### Excerpt provided
More serious relaxing on the boat as we moored for the night. I was reading ‘The Beak of the Finch’, about Darwin, the Galapagos finches that inspired his evolution theories, and the researches who continue to study the finches in the Galapagos today. Perfect reading matter!

Started the morning with a landing at Punta Cormoran, a beach loomed over by a prehistoric-looking domed hill. Boobies wheeled in the sky off the beach, taking turns to plummet like spears into the water for fish. Just inland we came upon a shallow lake and near the shore, four bright pink flamingos balanced like ricketty puppets made from feather dusters. As I squatted on the muddy shoreline one walked towards me, and for ten minutes we eyed each other at close range. I turned around and saw the rest of the group standing further off, even the guide surprised by this rare closeness. Eventually, my legs aching, I slowly rose and walked away. Almost in unison the flamingo stepped back into the lake, like we were two old friends who had come to the end of a quiet chat.

We walked to a gorgeous beach, then back to the boat. With snorkel gear we motored to Devil’s Crown, an outcropping of rock, an old submerged crater, sitting in clear water, light aqua in the centre shallows, dark around. Flippers protecting my feet this time, it was an amazing snorkel – I came close to two white tipped coral reef sharks under a rock, then saw another, about two metres long, swim close by. Beautiful schools of fish, starfish, a manta ray. Something I’ve never been good at – ‘popping’ my ears to equalise pressure and dive a lot deeper – I finally got the hang of, and felt a whole new freedom in swimming down deeper to explore.

A couple of guys and I swam through a short underwater tunnel in the rock that lead to the middle of the outcropping. On the way back, fighting the current, two of us collided by mistake, and when I turned around to check him out, I floated quickly to the top of the tunnel and scraped my head and the small of my back on the barnacles. Another head wound! By the way, that whack from Nazca has become a scar … well, eventually it will fade!

Bleeding from various parts of my body I climbed back into the launch …

On shore at Post Office Bay, where a barrel stores mail to be picked up and delivered by anyone happening to be going the right way, a system started in 1793. Nearby, Pirate Cave took me back to days of reading the Secret Seven and the Famous Five – a deep, dark cave we navigated with torches, that led to a high partly flooded passageway, where we waded through the cold water.

### Required tasks
1. Reproduce a passage from the Galapagos travel account, beginning at the words "On shore at" and stopping after "the cold water.".
2. In the Galapagos travel account, why did the narrator feel a whole new freedom while snorkeling at Devil's Crown? Answer in one to three sentences.

Labeled-object pointing entries:
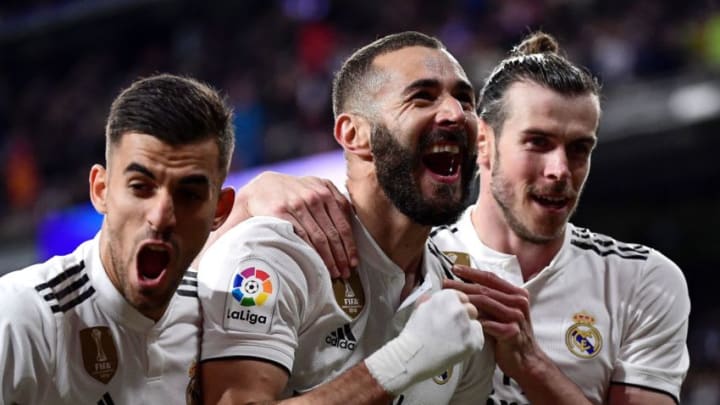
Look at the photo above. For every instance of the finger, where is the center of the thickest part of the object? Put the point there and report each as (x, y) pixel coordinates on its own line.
(306, 226)
(498, 311)
(518, 301)
(471, 310)
(340, 214)
(335, 226)
(487, 279)
(499, 330)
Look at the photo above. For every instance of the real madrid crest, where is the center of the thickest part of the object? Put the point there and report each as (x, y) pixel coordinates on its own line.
(443, 378)
(99, 353)
(582, 338)
(349, 294)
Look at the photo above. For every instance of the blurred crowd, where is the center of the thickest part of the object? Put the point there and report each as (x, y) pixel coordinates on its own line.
(62, 62)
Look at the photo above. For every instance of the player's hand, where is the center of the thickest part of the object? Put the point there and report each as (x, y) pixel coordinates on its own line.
(442, 331)
(320, 214)
(504, 311)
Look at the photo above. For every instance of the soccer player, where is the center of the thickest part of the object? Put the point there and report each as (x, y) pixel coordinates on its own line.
(107, 323)
(609, 319)
(276, 327)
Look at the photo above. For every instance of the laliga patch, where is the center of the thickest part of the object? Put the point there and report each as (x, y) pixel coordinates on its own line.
(250, 304)
(99, 353)
(583, 339)
(349, 295)
(458, 258)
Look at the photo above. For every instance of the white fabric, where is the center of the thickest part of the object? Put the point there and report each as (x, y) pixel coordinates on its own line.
(438, 334)
(46, 306)
(636, 297)
(301, 327)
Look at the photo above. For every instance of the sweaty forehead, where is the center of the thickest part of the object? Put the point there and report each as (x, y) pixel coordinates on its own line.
(416, 62)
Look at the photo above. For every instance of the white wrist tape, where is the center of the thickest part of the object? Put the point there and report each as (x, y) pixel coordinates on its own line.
(439, 334)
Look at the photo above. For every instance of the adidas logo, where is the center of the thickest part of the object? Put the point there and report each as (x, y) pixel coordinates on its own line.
(342, 338)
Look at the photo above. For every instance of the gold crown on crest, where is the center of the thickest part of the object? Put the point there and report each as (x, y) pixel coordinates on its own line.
(584, 317)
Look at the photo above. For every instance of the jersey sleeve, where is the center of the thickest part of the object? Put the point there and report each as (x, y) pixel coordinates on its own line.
(253, 292)
(476, 383)
(26, 341)
(653, 352)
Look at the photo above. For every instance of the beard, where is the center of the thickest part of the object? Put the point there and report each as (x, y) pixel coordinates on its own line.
(396, 166)
(546, 229)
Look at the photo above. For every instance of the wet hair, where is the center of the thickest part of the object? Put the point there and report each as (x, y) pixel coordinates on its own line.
(536, 59)
(352, 83)
(174, 109)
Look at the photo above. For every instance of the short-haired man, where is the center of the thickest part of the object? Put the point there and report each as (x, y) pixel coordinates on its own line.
(275, 327)
(107, 324)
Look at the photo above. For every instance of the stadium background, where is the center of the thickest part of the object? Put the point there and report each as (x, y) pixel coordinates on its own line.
(655, 175)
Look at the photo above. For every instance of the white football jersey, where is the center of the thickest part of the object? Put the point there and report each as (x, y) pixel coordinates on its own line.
(604, 311)
(266, 294)
(67, 336)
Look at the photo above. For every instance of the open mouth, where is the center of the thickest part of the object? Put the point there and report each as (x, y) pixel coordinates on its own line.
(152, 261)
(443, 159)
(554, 202)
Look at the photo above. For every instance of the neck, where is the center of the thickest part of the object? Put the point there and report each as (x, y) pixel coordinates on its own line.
(493, 230)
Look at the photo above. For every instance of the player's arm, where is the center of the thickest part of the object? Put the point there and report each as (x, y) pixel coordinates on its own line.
(653, 357)
(320, 214)
(440, 333)
(504, 311)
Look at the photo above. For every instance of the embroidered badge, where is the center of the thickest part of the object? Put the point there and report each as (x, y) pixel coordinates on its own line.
(349, 295)
(99, 353)
(250, 305)
(444, 377)
(458, 258)
(582, 338)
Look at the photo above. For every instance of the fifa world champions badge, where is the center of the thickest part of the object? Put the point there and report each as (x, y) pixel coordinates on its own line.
(99, 353)
(583, 339)
(349, 295)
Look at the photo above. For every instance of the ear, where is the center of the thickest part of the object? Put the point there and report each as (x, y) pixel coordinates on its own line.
(352, 132)
(98, 188)
(224, 206)
(486, 144)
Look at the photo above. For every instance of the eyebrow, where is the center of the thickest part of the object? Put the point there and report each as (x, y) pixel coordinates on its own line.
(461, 85)
(193, 179)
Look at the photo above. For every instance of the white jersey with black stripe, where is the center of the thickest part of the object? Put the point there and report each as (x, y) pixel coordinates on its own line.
(266, 294)
(67, 336)
(606, 312)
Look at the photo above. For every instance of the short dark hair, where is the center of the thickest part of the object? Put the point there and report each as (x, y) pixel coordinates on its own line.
(177, 110)
(537, 59)
(349, 85)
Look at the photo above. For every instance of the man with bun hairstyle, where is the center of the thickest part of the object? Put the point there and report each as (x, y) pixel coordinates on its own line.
(603, 321)
(277, 328)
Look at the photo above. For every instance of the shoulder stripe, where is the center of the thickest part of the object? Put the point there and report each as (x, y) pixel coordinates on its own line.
(68, 284)
(187, 293)
(444, 260)
(625, 254)
(61, 277)
(437, 229)
(75, 285)
(73, 302)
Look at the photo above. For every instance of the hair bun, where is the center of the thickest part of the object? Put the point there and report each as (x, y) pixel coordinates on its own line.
(536, 42)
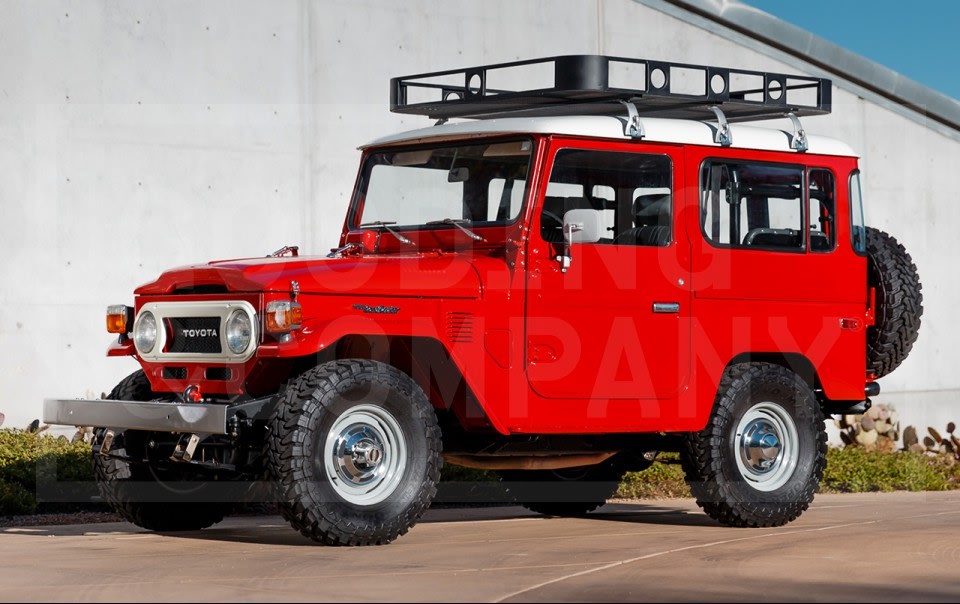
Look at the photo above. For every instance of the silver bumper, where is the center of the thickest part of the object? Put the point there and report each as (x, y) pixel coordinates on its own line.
(195, 418)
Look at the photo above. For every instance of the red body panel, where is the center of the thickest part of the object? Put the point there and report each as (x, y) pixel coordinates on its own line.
(580, 352)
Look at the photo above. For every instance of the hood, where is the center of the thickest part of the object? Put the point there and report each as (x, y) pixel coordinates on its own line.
(414, 275)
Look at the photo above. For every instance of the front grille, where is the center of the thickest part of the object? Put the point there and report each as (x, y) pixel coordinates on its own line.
(218, 374)
(199, 335)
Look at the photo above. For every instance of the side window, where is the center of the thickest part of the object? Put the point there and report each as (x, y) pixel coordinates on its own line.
(752, 205)
(629, 201)
(822, 210)
(858, 229)
(506, 197)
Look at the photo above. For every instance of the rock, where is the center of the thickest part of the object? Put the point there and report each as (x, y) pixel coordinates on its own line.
(910, 437)
(867, 437)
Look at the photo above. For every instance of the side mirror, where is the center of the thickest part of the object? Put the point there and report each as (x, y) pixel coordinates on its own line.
(579, 226)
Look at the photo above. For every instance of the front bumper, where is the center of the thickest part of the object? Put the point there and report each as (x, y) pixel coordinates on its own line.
(195, 418)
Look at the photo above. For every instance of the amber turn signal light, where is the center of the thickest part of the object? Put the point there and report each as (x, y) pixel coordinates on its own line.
(119, 318)
(283, 316)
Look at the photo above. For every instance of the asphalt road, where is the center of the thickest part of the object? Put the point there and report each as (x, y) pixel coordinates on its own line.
(874, 548)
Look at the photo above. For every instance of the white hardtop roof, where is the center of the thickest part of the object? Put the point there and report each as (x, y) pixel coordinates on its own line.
(660, 130)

### Outputs
1.
On shore at Post Office Bay, where a barrel stores mail to be picked up and delivered by anyone happening to be going the right way, a system started in 1793. Nearby, Pirate Cave took me back to days of reading the Secret Seven and the Famous Five – a deep, dark cave we navigated with torches, that led to a high partly flooded passageway, where we waded through the cold water.

2. The narrator finally got the hang of "popping" the ears to equalize pressure, something never done well before. That made it possible to dive a lot deeper and explore further down.